The final event to nudge the right to question the militarization of police—at least at the federal level—was the raid to wrest five-year-old Cuban refugee Elián González from the home of his relatives in Miami.39 In November 1999, González had fled to Florida on a boat with his mother and her boyfriend. His mother drowned when the boat sank, but González was picked up by a Florida fisherman, then handed over to Immigration and Naturalization Service (INS) officials, who initially placed him with the Miami relatives. When word of his rescue made it back to Cuba, González’s father said that his mother had taken the boy without his permission, and he immediately began agitating for his son’s return. A legal battle ensued, culminating with a decision by the Eleventh Circuit Court of Appeals on April 19 that González was to be returned to Cuba. When informed of the decision by a Justice Department official, Elián’s cousin Marisleysis González allegedly responded, “You think we just have cameras in the house? If people try to come in, they could be hurt.” The Justice Department cited that statement and other threats from the family’s supporters as the reason for its decision to send a 130-member INS team to take custody of the boy, headed by a heavily armed, eight-member INS SWAT team. The resulting raid produced an iconic, Pulitzer Prize–winning photo by
Associated Press photographer Alan Diaz in which an INS agent points a semi-automatic weapon at the crying, terrified boy while he’s being held by Donato Dalrymple, one of the fishermen who found him.
Once again, reactions to the raid and the photo broke down along partisan lines. Conservatives lined up behind the Miami relatives, who were part of the city’s large community of generally conservative, anti-Castro, anti-Communist Cuban immigrants. Liberals tended to line up behind Bill Clinton, Janet Reno, and the Justice Department, who were trying to enforce the Eleventh Circuit ruling.

* Required action
Could you pick up the passage on the Elián González raid and carry it on from its last sentence? The records aren't needed for anything here.

(Stored dataset items)

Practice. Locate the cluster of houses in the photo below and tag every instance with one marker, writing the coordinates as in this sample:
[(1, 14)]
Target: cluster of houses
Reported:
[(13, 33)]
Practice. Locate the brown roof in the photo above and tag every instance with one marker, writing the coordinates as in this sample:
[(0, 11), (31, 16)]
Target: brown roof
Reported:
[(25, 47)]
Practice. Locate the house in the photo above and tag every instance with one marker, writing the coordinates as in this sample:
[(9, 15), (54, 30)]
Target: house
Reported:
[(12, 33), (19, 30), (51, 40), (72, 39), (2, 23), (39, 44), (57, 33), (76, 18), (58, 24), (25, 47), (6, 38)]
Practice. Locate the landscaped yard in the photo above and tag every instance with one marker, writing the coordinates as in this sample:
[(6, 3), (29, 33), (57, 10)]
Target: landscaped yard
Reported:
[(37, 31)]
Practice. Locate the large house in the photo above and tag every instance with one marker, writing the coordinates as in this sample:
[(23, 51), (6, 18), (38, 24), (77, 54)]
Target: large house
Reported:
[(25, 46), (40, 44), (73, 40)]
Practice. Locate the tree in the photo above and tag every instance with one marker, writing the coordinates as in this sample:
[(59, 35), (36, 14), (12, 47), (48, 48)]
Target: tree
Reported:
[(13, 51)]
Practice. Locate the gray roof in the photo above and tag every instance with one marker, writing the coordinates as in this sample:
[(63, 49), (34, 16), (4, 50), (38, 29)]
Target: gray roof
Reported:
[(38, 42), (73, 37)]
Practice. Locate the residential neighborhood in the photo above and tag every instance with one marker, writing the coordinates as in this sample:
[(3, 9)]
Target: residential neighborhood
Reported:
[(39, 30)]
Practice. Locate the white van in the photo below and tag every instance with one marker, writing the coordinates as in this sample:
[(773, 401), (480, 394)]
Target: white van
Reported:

* Solved exercise
Then-presidential candidate George W. Bush declared that “the chilling picture of a little boy being removed from his home at gunpoint defies the values of America.” Bush would go on to win the presidency, a position from which he would order heavily armed SWAT teams to raid AIDS and cancer patients who used medical marijuana in states that had legalized the drug for medicinal purposes. The conservative Washington Times compared the INS agents to the Nazi brownshirts in the movie Schindler’s List. And conservative bomb-thrower (and drug war cheerleader) Ann Coulter deplored “the predawn raid with masked, machine-gun-toting federal agents” breaking into a private home.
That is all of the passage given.